# EXERCISE REQUIREMENTS
[A] In the forum thread below on aromatase inhibitor potency, what reduction in E2 does heavyiron say men on testosterone usually see, whichever AI they use?
[B] Carry on the forum thread about aromatase inhibitor potency in males, picking up after its last post.

# EXTRACT TO READ
============================================================
# Arimidex, aromasin, letro = all same potency in males?



## minimal (Jun 11, 2011)

The general consensus is that letro is the most potent AI that will kill most of your E2.  The second most potent AI is aromasin and lastly arimidex.

Then, I read a post by heavyiron



			
				heavyiron said:
			
		

> _Your choice of Letro is fine however it is a myth that it is much stronger than other AI's. AI's work about the same in *men*  administering testosterone. One can usually see about a 50% reduction  in E2 no matter the AI. 1mg adex=2.5mg letro=25mg aromasin in *males*_


So, what's the verdict now?  Are they all of the same potency in males, thus making it irrelevant to even discuss their relative potency in reduction of E2 levels in men?  

Then why is letro always recommended over arimidex and aromasin for gyno treatment?

Any thoughts?


----------



## JCBourne (Jun 11, 2011)

I don't know for sure the facts but I can tell you this. I got gyno while on adex, got on letro within a few days gone. Same thing happened again same cycle, and letro is knocking it out yet again.


----------



## Grozny (Jun 11, 2011)

Femara (AKA Letrozole), is more effective than Arimidex in it's ability to pass thru the cell membrane of lipid (fat) cells and inhibit the activity of aromatase -- *Arimidex is just over 80% effective at inhibiting aromatase, Femara is around 95-97% *Levels of estrogen are totally undetectable in any patients taking Letrozole, and it has even been used to increase testosterone to normal levels (from sub-normal ones) and increase LH, FSH and SHBG (Epilepsy Behav. 2004 Apr;5(2):260-3). Other than that, both of these drugs stop the process of aromatization, rather than just blocking (competing for, if you prefer) the receptors as Clomid and Nolvadex do. An effective dose of Letrozole is 1-2.5 mg/day (I use 1mg/day), but be forewarned, it can kill your sex drive, and could decrease IGF levels. On the other hand, I've seen studies where it increases IGF levels. Also worth noting is that there's a rebound effect when you come off Letrozol. What can I say? Letrozole's effects on serum lipids (cholesterol, both HDL and LDL) are, in the words of one researcher: "inconsistent. "And compared with Aromasin and Arimidex, In non-cellular systems, letrozole is 2-5 times more potent than anastrozole and exemestane in its inhibition of the aromatase enzyme and activity, and in cellular systems it is 10-20x more potent! Letrozole (2.5mg daily) also achieved a much greater suppression of the plasma concentrations of both estrone and estrone sulphate (estrogens) than anastrozole (1mg daily) and a greater inhibition of in vivo aromatization also (sorry for the geek-speak.it's over for now.). ( J Steroid Biochem Mol Biol. 2003 Oct;87(1):35-45.) Exemestane can also cause androgenic sides (Clin Cancer Res. 2003 Jan;9(1 Pt 2):468S-72S.)(1. J Clin Endocrinol Metab 2000 Jul;85(7):2370-7 2. J Steroid Biochem Mol Biol 1997 Nov-Dec;63(4-6):261-7). I've used Letrozole, and it cleared up my minor gyno lumps, to the point that they are totally gone now.
============================================================
Source data
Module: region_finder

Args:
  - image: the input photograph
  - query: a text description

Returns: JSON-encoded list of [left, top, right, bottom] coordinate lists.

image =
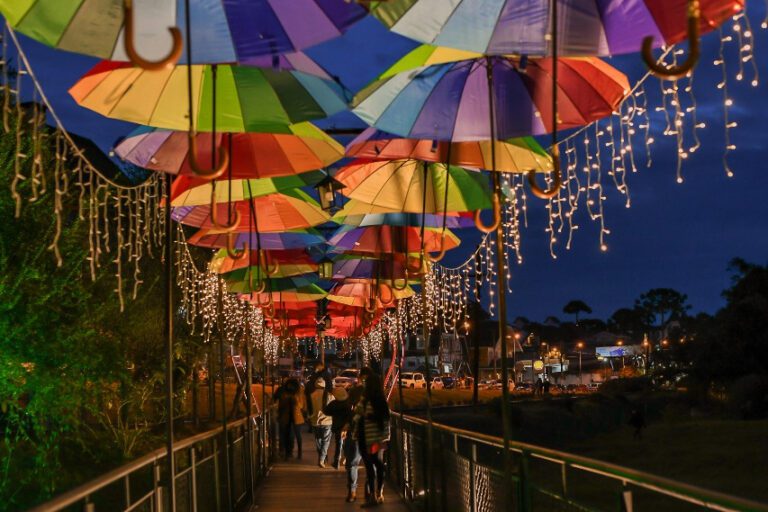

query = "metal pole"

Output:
[[165, 174, 176, 510], [245, 302, 254, 503], [472, 253, 476, 407], [486, 58, 512, 508], [217, 277, 232, 510]]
============================================================
# TASK-BY-TASK ANSWERS
[A] About a 50% reduction in E2.

[B]
How about Aromasin? 

Well, its totally different than everything else we've looked at so far. Aromasin (exemestane) it is a aromatase inactivator (AI)...It actually makes estrogen receptors useless. Instead of just inhibiting production (as an anti-aromatase would do) it cuts off production totally. Aromasin can effectively prevent about 90-95% of estrogen conversion. Oddly, this compound can actually increase IGF levels (Anticancer Res. 2003 Jul-Aug;23(4):3485-91).Worth noting is that Aromasin may possibly be less harsh on blood lipids (having no effect: J Clin Endocrinol Metab. 2003 Dec;88(12):5951-6. ) than some of the other compounds mentioned here (with the exception of Nolvadex which may actually improve HDL & LDL in some cases: Br J Cancer. 2004 Aug 2;91(3):476-81.). Though it has also been shown to have an undesirable effect on blood lipids in some cases. 
Lets talk about Arimadex (Anastrozole), now. From the research I've done, this seems to be one of the best ancillaries around and I'll tell you why. First off, 'dex is an aromatase inhibitor (AI.remember what that is?). 1mg per day of this stuff (J Clin Endocrinol Metab 2000 Jul;85(7):2370-7, "Estrogen Suppression in Males") was shown to decrease estrogen by 50% and increase testosterone levels by 58%. LH and FSH also went up slightly. The test increase didn't happen at a dose of .5 per day, but estrogen suppression was the same. Anastrozole also raises IGF1 and shows a trend towards increasing IGF2 (J Steroid Biochem Mol Biol. 2002 Apr;80(4-5):411-8) BTW, literature provided by the original maker of Arimadex states that stable blood plasma concentrations of the compound are achieved after 7 consecutive 1mg daily doses. All of that plus the usual blood lipid changes we've seen with most of the anciliaries we've looked at! Anyway, that's a pretty hefty decrease in estrogen, even at .5mg/day. 
For my money, if I wanna stop aromatization during a cycle, I'm gonna use Arimadex at .5mgs per day or Letrozole at 1mg/day. They are perfect during-cycle ancillaries. Unfortunately, you need to take Anastrozole for a week to get a steady level of it in your blood (same thing goes for Exemestane), wheras you need to take Letrozole for 60 days to get a steady blood plasma level. Though Anastrozole has a ½ life of 41-48 hours, and exemestane has a ½ life of 27 hours, Letrozole has a whopping 2-4 day (!) ½ life (Clin Cancer Res. 2003 Jan;9(1 Pt 2):468S-72S.).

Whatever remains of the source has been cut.